Reproduce every item below verbatim, line for line, with no changes.

--- start ---

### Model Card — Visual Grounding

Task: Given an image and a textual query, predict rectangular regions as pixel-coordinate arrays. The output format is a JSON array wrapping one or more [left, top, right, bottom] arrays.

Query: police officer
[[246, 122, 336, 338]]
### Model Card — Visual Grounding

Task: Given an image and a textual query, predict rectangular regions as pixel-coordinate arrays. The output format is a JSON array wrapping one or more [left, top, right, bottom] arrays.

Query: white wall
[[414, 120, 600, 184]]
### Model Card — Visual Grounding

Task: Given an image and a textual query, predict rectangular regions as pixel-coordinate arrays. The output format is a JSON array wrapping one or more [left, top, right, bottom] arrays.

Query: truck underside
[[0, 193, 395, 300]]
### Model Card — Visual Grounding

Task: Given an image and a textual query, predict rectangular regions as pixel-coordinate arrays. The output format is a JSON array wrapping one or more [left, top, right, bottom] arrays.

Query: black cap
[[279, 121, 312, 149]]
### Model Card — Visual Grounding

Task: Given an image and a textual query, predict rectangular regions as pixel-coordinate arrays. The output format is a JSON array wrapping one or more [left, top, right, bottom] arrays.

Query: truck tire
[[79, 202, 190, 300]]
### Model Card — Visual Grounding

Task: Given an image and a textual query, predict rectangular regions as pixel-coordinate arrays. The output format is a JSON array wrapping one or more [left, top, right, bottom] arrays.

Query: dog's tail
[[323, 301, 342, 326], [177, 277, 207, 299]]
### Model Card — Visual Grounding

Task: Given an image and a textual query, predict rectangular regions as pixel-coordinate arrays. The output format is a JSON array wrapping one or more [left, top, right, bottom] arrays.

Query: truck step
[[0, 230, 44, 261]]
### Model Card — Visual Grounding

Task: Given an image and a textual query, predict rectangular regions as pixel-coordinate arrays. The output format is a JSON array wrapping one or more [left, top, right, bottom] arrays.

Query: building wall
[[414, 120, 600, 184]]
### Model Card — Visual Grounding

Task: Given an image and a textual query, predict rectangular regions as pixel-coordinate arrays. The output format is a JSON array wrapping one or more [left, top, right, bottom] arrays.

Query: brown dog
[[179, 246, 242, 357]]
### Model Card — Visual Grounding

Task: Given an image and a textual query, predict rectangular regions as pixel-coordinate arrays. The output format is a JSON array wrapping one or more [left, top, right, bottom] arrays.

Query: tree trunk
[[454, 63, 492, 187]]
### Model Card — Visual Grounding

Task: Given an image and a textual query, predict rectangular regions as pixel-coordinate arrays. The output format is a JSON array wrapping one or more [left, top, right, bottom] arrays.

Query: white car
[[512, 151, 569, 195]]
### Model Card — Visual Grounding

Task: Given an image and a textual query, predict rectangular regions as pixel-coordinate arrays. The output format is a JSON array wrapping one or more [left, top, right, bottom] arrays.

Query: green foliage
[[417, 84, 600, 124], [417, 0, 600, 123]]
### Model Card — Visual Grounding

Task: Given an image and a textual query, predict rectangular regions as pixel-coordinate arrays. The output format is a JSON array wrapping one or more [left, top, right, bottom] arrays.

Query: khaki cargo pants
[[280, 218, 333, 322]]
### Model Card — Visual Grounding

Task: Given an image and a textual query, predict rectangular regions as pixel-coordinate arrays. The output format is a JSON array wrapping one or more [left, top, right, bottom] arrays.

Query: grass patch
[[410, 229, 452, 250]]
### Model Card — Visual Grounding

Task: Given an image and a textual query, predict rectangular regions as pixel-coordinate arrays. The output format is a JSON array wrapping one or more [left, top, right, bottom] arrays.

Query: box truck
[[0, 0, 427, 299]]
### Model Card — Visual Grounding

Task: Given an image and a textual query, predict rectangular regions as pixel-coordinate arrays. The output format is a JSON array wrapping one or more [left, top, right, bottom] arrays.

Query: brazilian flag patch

--- end ---

[Written solution]
### Model Card — Visual Grounding

Task: Given an image and a textual query, predict rectangular regions as pixel-coordinate arrays. The output format is a JSON array wrapping one or more [left, top, right, bottom] arrays.

Query: police officer
[[246, 122, 336, 338]]
### Model Card — Visual Grounding

Task: Given an image and a textual query, predict rectangular regions as pixel-coordinate arrays. The output format is a JSON array wrapping one or more [left, top, right, bottom] arrays.

Query: white wall
[[414, 120, 600, 184]]
### Model Card — Visual Grounding

Task: Given an image and a textual query, predict rectangular regions as pixel-coordinate arrays. The output format is a JSON array wrapping one or more [left, top, right, bottom] arrays.

Query: truck underside
[[0, 193, 395, 300]]
### Model Card — Visual Grounding

Task: Given an image and a textual query, predict rectangular regions as pixel-coordinate arrays. The output format is a JSON array wrapping one or more [left, top, right, bottom] arrays.

Query: black cap
[[279, 121, 312, 149]]
### Model Card — Visual Grounding

Task: Given an image and a textual query, predict rectangular regions as pixel-coordinate arrays. The output format is a JSON array wrapping one or more [left, top, right, bottom] arrays.

Query: truck tire
[[79, 202, 190, 300]]
### Model Card — Visual Grounding

Task: Given an image and a textual query, predict rectangular regions as pixel-coordinate arrays. The output format is a JSON array wrapping one or more [left, top, right, bottom] arrays.

Query: dog's tail
[[323, 301, 342, 326], [177, 277, 207, 299]]
### Model Card — Visual Grounding

Task: Given an image and a textual query, predict rectangular regions as pixel-coordinate arrays. The output format is a JSON array wrapping one or more [left, top, right, bottom] arrays.

Query: truck step
[[0, 230, 44, 261]]
### Model Card — Visual Grounding

Task: Given an image and a textual query, predict rectangular regions as pixel-coordinate arrays. The output format is a JSON array wrapping one or more [left, top, right, bottom] arrays.

Query: building wall
[[414, 120, 600, 184]]
### Model Card — Visual Grounding

Task: Given an image and a textual query, predict rectangular regions as pixel-coordinate arrays. The output format is a JSON array wrapping one or more [left, top, right, bottom] arrays.

Query: brown dog
[[179, 246, 242, 357]]
### Model Card — Visual Grounding

Task: Given an image and a textual query, predict rectangular regions as pixel-coordinate arrays. The output format is a JSON array wrapping one or more [left, top, right, bottom] arrays.

Query: tree trunk
[[454, 63, 492, 187]]
### Model Card — Visual Grounding

Task: Given an image and a textual query, predict rectangular regions as pixel-coordinate arrays. The output format is a JSON array wrapping one or more [left, top, right, bottom] arrays.

Query: white car
[[512, 151, 569, 195]]
### Model Card — Visual Grounding

Task: Given an image and a textual query, predict rectangular regions as pixel-coordinate arrays. The output format is a JSON array wrapping one or more [left, top, right, bottom] arrays.

Query: green foliage
[[417, 84, 600, 124], [417, 0, 600, 123]]
### Model Card — Visual Grounding

Task: Given an image and a textual query, predict rectangular regions as pixel-coordinate arrays. The output format is a JSON array wrapping one or more [left, top, right, bottom] arrays.

Query: khaki cargo pants
[[280, 218, 333, 322]]
### Model Card — Visual Grounding

Task: Given an image and a textual query, predict rectangular regions as pixel-coordinate arrays. The output format is a JSON array wrapping one or more [left, top, right, bottom] arrays.

Query: grass patch
[[410, 229, 452, 250]]
### Model Card — Visual Grounding

Task: Given an image and a textual query, predict rectangular regions as pixel-coordinate arrays. The output format is a JSON array wrapping one or more [left, top, right, bottom] arrays.

Query: box truck
[[0, 0, 427, 299]]
### Model Card — Visual Grounding

Task: Given an image and a textual query, predict rectangular regions as pixel-coordinate arrays. The output format is a JSON array wrapping one or more [left, top, right, bottom] arrays.

Query: brazilian flag patch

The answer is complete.